◆ THE TASK
Gather every line in the items below that contains the string "long".

[start of DATA TO USE]

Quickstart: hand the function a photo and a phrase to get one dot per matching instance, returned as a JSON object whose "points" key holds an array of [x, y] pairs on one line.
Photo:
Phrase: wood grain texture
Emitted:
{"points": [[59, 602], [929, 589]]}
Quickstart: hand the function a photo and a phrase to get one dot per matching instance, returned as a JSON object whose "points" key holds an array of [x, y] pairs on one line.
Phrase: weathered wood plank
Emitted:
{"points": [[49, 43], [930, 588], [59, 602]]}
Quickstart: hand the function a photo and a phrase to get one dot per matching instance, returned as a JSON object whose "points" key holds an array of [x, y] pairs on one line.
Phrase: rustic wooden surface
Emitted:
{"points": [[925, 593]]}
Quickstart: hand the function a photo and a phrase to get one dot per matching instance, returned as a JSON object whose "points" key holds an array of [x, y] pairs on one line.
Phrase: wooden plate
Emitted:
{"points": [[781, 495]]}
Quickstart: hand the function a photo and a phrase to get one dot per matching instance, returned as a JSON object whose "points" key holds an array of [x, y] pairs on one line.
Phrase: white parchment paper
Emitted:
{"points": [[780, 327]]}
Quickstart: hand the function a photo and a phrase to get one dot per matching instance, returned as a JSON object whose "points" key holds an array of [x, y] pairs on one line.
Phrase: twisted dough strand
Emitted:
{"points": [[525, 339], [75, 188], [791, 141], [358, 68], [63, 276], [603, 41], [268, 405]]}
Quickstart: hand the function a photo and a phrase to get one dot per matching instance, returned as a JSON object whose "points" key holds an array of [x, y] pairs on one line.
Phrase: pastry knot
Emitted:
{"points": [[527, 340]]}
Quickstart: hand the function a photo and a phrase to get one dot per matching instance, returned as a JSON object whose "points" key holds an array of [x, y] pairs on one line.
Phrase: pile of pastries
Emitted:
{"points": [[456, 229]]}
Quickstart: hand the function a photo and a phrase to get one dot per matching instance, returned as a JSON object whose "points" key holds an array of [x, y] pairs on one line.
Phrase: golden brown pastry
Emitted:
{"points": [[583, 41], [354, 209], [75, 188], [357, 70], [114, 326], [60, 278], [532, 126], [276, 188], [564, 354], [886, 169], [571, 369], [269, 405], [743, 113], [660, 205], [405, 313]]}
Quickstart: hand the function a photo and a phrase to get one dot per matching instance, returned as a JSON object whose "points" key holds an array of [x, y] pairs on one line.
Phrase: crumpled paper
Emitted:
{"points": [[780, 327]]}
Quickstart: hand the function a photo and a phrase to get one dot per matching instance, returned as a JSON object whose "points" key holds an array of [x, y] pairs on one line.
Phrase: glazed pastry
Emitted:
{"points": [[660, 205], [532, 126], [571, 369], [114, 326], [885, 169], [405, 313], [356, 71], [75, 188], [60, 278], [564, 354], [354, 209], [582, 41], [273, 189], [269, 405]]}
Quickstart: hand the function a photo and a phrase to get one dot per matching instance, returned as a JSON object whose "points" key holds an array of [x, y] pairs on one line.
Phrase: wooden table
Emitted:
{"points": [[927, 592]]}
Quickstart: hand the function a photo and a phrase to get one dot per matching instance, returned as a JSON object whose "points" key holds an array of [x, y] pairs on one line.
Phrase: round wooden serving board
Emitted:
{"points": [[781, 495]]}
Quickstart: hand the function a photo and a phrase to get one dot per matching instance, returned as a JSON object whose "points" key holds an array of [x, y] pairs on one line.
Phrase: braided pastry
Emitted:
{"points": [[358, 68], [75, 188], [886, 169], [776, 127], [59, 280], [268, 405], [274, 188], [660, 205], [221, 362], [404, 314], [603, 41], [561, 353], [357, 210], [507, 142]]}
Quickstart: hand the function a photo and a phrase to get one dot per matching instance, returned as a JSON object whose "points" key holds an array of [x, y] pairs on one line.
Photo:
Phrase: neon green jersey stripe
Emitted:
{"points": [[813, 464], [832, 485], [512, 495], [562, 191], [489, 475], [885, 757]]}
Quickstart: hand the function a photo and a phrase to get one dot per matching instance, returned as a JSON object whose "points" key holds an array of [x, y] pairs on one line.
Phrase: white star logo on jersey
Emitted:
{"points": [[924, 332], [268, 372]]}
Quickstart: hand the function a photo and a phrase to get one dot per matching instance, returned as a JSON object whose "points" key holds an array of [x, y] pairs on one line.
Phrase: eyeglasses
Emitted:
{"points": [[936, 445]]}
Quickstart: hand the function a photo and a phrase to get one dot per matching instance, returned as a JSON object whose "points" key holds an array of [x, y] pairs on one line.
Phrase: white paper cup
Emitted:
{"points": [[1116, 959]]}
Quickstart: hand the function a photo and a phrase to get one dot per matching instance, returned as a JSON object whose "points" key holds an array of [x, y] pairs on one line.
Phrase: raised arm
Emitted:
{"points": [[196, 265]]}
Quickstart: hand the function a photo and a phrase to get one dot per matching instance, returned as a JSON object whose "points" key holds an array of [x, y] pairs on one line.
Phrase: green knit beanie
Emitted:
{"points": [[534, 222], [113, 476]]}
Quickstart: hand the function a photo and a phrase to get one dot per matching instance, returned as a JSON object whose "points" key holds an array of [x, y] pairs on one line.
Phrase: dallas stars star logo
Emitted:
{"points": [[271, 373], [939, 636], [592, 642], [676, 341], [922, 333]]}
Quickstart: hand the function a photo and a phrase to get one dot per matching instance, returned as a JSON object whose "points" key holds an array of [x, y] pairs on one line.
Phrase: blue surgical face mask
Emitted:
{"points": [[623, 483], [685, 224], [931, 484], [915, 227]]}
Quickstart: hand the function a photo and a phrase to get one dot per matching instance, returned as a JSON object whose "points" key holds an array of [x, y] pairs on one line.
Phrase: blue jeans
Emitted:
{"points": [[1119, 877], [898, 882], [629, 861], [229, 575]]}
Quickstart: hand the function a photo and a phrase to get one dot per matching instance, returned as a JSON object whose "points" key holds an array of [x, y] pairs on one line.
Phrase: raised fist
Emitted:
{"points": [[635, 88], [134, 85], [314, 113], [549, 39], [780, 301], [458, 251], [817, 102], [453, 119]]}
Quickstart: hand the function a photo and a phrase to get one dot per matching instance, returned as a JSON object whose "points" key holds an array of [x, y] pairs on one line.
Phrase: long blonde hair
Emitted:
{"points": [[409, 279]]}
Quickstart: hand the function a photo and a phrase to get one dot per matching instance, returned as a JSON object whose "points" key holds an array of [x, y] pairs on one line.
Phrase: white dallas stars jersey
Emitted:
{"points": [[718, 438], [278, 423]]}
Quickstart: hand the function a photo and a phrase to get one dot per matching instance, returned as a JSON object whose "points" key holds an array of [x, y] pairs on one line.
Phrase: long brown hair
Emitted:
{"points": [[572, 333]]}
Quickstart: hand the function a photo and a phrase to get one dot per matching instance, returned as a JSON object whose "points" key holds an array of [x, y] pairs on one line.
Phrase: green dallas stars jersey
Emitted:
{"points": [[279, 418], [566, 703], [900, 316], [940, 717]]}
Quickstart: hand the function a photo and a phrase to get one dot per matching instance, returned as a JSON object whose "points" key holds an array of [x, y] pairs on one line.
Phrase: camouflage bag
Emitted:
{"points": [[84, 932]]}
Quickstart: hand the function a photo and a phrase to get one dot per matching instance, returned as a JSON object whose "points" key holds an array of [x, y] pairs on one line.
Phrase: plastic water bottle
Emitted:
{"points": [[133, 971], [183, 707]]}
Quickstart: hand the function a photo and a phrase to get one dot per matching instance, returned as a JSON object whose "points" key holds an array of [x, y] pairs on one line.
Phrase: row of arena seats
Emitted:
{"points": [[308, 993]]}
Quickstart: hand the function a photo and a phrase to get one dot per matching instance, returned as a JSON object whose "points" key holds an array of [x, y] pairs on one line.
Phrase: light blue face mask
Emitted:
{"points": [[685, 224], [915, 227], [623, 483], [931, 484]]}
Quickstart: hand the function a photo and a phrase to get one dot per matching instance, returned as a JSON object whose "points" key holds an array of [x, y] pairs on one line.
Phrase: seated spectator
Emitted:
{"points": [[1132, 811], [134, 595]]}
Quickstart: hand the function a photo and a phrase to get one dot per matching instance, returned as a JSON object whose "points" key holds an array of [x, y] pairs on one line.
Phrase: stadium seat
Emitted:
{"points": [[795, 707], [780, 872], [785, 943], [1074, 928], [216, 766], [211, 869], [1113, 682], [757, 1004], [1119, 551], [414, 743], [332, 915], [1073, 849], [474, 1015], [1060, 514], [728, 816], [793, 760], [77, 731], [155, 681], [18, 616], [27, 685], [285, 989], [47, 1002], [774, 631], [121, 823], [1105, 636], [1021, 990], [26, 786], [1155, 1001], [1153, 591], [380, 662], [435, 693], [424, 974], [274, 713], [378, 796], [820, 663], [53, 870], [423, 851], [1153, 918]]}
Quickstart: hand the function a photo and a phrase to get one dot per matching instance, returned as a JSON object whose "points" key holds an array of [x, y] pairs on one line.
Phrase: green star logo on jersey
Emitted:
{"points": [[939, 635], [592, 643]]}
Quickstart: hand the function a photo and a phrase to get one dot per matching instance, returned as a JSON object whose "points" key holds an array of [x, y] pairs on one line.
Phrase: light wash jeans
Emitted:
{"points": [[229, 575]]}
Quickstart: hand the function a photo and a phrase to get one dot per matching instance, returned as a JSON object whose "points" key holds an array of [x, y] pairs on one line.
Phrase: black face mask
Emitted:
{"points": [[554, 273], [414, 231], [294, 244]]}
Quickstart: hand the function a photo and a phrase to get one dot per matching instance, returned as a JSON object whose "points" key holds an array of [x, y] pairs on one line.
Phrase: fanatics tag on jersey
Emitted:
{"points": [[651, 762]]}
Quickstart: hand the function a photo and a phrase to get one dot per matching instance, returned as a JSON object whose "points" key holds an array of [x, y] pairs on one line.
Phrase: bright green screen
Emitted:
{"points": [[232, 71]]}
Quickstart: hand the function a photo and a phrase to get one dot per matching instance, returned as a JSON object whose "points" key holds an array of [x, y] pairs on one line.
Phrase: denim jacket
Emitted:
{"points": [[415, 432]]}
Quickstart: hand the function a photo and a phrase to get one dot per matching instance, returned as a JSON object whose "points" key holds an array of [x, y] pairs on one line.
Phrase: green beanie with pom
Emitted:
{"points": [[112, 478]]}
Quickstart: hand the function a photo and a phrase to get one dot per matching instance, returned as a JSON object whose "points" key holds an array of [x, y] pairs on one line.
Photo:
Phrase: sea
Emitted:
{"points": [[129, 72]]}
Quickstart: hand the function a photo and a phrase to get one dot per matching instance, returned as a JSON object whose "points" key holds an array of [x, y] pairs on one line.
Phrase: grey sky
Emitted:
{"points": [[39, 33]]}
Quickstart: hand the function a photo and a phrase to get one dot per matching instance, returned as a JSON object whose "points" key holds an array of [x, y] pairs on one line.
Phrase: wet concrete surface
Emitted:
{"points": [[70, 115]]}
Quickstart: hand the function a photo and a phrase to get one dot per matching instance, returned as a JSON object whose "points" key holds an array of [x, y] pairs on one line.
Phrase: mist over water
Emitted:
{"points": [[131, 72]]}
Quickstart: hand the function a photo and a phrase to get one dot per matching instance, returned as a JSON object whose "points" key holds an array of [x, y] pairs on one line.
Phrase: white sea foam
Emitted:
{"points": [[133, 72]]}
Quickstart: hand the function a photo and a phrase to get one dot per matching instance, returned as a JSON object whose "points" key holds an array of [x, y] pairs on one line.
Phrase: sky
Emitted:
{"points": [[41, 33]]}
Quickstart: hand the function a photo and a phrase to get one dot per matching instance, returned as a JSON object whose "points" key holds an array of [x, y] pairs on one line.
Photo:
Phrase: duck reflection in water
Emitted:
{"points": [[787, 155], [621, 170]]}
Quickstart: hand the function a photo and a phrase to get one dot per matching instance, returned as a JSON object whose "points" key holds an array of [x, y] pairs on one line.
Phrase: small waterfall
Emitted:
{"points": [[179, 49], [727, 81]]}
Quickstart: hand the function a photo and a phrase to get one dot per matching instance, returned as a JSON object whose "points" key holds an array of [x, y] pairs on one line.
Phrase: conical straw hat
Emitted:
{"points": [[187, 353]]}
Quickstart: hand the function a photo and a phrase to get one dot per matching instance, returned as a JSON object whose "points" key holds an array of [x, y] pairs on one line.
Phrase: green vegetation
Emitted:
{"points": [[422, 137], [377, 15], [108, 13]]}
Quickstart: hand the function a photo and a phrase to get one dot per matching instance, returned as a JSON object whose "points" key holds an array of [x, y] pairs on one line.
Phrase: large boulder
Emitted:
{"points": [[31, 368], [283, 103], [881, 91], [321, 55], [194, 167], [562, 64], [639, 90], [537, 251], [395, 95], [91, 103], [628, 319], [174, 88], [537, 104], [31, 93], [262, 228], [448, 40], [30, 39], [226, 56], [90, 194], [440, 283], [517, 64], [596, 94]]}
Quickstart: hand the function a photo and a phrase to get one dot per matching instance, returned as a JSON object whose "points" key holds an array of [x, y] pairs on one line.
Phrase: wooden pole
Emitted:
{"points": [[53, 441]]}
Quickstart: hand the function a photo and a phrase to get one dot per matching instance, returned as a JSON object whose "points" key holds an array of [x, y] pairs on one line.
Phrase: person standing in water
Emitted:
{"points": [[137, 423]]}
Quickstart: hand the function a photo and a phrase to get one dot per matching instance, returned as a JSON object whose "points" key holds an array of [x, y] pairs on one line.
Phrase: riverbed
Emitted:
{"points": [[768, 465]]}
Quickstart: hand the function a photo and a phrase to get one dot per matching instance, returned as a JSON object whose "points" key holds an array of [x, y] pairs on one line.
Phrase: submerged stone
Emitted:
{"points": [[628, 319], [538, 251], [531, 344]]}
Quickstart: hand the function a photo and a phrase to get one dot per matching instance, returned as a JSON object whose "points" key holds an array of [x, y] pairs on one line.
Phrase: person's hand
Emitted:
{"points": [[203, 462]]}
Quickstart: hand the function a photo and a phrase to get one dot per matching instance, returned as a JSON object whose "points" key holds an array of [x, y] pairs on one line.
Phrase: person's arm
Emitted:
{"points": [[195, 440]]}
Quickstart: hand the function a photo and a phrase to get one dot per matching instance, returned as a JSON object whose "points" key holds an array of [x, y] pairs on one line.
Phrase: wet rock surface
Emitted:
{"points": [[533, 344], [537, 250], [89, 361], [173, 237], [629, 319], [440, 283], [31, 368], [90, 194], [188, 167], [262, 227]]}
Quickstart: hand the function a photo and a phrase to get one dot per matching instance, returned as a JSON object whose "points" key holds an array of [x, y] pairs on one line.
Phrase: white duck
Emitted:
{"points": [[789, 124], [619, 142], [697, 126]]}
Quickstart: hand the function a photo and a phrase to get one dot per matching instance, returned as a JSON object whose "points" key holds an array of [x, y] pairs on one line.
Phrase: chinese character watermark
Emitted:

[end of DATA TO USE]

◆ EXERCISE RESULT
Phrase: long blonde hair
Phrase: long brown hair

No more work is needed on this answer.